— START Document segment —
A star is shorn: Diesel |
We have, I suppose, Steven Spielberg to thank for the recent booming career of Vin Diesel. Had the director not cast the wannabe actor in the 1998 WWII epic, Saving Private Ryan, Diesel might never have made it to the big screen in such a big way. Then again, one suspects Diesel would have made it one way or another. He’s just too big a guy to miss.
Everything is big about Diesel — his build, his biceps (which must be at least as thick as his neck), and his voice, a booming New Yorker-style basso profundo. In some respects, Diesel’s meteoric and unfounded rise to movie star glory recalls that of another larger-than-life ascent: Arnold Schwarzenegger. Except that Schwarzenegger had a drop of talent, a driblet of humor, and a dash of charisma.
Diesel has none of these assets. In fact, one has a hard time looking at him and wondering why exactly he’s not working on the back of a New Jersey garbage truck. (Of course, if they ever make a movie called The Garbage Man, Diesel’s a shoo-in for the lead.)
Diesel is yet another pre-packaged, pre-sold Hollywood byproduct, a rough and tumble sinew-head for the new generation. He’s as faux as the tattoos he sports in his new action thriller, XXX. When Diesel attempts to act, there’s no conviction in his delivery, no realism in his expression — just a monotone drone in his voice and a blank, vacant stare in his eyes. Diesel isn’t so much an actor as a big “Country Bear” gone astray.
— END Document segment —
> **List of tasks**:
#1 In the entries, convert the lines starting with the one that contains "the work glove?" and ending after the one that contains "pixel 1044 852" into a JSON list of strings, one string per line, with blank lines omitted.
#2 Carry on the review of Vin Diesel from the point where it stops.
— START Data for processing —
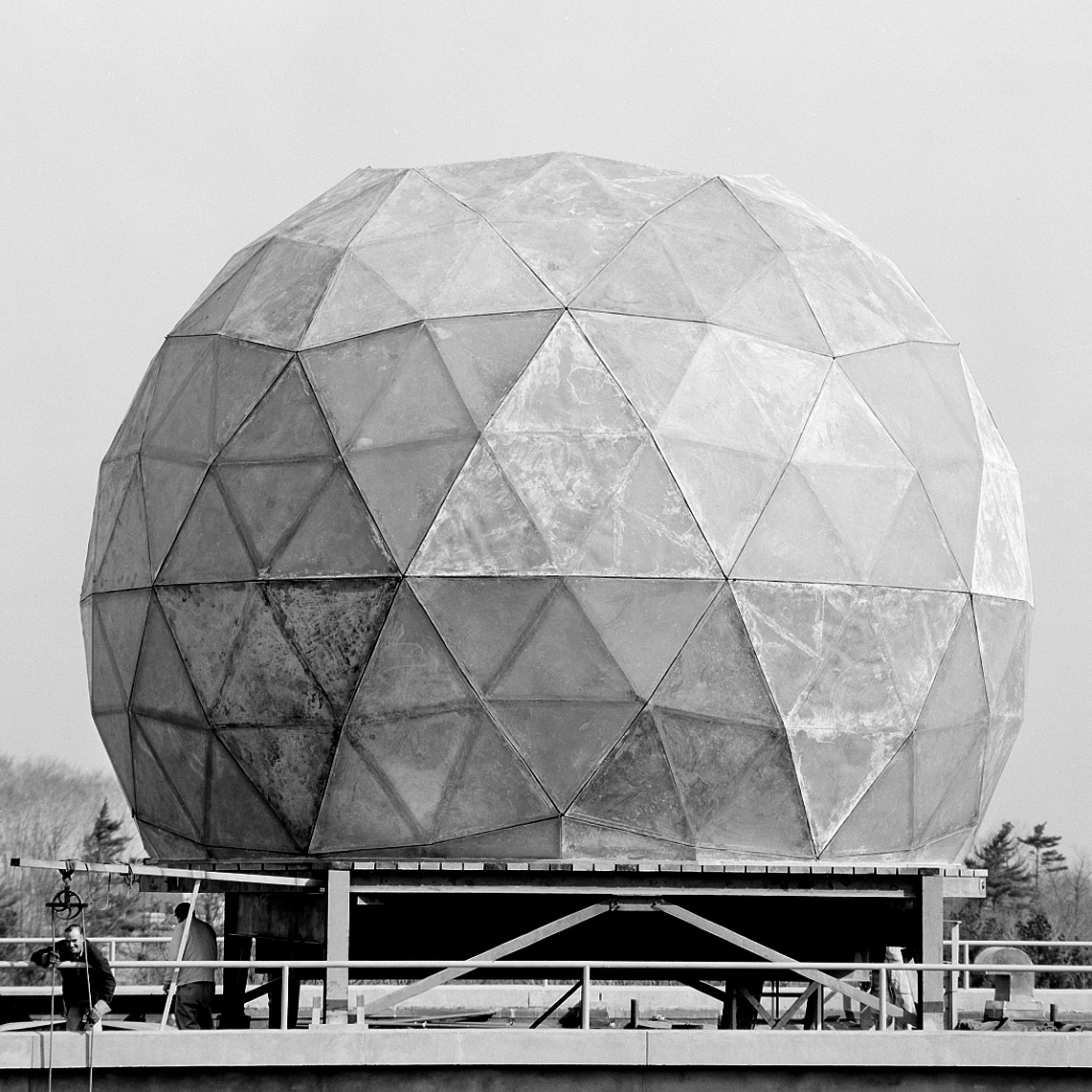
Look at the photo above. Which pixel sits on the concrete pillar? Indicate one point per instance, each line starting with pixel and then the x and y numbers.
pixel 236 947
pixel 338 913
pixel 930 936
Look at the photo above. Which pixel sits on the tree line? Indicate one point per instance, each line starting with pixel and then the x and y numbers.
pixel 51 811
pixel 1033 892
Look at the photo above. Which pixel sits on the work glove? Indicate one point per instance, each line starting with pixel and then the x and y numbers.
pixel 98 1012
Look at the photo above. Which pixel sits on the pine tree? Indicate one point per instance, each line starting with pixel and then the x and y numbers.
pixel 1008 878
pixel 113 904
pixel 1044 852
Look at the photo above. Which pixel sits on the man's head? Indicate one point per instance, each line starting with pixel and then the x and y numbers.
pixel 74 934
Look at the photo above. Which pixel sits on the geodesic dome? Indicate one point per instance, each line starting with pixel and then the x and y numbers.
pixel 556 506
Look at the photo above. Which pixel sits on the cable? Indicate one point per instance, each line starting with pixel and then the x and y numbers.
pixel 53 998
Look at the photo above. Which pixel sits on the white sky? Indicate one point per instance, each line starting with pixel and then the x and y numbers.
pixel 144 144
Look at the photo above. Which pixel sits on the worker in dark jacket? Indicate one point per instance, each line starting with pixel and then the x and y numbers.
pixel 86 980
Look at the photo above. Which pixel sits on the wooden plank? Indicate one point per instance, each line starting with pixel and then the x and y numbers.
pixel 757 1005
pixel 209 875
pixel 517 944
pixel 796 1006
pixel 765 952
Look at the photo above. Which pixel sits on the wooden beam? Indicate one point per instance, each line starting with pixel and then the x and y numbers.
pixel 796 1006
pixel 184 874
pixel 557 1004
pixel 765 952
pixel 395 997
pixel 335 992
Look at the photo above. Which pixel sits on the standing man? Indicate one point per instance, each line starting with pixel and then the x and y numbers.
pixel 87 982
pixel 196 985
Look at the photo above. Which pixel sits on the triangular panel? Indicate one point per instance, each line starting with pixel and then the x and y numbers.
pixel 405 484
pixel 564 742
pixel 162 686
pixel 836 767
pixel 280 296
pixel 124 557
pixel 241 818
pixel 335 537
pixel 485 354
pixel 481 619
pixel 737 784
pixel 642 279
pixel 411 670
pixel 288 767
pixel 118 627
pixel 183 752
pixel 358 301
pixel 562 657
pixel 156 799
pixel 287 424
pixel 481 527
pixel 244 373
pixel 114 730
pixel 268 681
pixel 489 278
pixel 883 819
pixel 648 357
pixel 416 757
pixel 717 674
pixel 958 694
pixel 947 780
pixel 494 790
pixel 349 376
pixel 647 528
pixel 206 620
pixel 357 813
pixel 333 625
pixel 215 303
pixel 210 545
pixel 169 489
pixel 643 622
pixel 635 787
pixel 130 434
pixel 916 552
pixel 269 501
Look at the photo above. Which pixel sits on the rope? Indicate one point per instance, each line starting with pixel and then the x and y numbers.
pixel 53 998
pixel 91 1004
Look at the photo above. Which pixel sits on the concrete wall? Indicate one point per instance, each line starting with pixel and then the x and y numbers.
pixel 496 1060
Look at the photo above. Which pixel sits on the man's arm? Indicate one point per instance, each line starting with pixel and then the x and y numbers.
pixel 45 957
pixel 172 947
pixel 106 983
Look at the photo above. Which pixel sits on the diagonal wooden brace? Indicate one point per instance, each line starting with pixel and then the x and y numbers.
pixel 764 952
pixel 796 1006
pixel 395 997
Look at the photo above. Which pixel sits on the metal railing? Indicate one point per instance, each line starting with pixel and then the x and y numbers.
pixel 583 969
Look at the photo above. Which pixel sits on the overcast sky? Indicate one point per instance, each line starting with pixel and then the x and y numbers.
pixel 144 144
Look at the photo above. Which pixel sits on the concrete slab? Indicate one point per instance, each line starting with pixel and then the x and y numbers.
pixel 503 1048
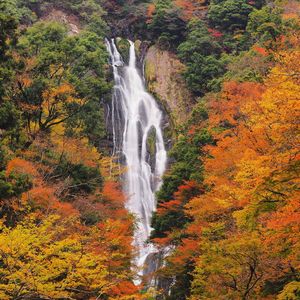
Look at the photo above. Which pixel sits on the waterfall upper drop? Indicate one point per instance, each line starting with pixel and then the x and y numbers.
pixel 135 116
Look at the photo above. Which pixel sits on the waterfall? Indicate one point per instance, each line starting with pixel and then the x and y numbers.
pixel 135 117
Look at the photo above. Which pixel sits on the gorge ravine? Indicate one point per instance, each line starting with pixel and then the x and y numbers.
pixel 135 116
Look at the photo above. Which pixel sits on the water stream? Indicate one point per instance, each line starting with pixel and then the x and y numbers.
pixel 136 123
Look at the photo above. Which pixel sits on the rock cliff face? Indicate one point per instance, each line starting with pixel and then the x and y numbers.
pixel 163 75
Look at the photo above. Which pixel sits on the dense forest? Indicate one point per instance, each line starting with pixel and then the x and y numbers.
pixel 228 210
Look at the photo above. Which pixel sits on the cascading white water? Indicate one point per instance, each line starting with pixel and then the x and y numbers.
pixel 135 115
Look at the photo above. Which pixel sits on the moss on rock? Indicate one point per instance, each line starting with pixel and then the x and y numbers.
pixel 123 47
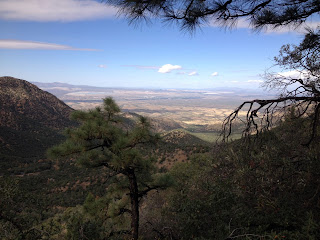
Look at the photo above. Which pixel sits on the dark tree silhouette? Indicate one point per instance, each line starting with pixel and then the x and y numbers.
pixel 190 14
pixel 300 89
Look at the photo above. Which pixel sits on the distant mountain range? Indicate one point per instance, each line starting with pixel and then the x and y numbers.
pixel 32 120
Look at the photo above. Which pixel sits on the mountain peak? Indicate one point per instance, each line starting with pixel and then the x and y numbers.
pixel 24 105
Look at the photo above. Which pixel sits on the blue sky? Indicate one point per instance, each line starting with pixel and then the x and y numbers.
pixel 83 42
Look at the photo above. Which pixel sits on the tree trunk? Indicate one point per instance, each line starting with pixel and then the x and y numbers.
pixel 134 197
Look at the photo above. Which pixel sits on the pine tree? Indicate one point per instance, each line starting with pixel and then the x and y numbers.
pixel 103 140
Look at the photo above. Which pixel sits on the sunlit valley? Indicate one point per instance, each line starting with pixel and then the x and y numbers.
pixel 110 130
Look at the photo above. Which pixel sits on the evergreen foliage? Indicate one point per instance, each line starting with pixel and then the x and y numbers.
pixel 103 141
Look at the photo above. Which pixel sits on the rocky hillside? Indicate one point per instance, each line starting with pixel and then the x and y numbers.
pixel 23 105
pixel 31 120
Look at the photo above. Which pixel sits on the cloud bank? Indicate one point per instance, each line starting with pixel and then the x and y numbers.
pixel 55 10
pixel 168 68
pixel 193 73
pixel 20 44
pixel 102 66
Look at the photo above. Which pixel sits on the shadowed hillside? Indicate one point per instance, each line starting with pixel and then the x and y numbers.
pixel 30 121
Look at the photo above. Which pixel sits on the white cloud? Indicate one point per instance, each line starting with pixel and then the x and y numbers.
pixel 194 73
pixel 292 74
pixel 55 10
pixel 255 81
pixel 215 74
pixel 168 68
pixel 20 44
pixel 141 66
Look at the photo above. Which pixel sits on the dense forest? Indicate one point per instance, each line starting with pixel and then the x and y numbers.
— END Data for processing —
> **Answers per task**:
#1
[
  "Look at the photo above. Which pixel sits on the work glove? Indicate one point per instance, each line starting with pixel and then the x and y numbers.",
  "pixel 98 1012",
  "Look at the photo above. Which pixel sits on the pine tree? Indicate one point per instance, each line starting with pixel and then the x and y numbers.",
  "pixel 1008 878",
  "pixel 113 904",
  "pixel 1044 852"
]

#2
The irony is that XXX is not a completely unenjoyable experience. Rob Cohen’s movie — in which Diesel’s character, extreme sportsman and loveable rogue Xander “XXX” Cage — is recruited by NSA bigwig Augustus Gibbons (Samuel L. Jackson, sporting scar makeup that looks like a screen-test reject from Unbreakable) to infiltrate a group of head-bashing, rave-throwing scoundrels known as Anarchy 99 — has its hyperkinetic guilty pleasures. The action, magnificently overblown, is as preposterous as that found in any recent James Bond movie or PlayStation 2 video game. And the various set pieces — such as a riveting scene on a mountaintop in which Cage must out-snowboard an avalanche — offer up a heart-pounding vitality. What’s lacking is flair. As a director, Cohen has an obvious gift for splicing together a coherent action scene, but his is the way of the sledgehammer. Nuance doesn’t exist in the world of XXX, a world dominated by explosions and gunfire, augmented by an eardrum shattering soundtrack.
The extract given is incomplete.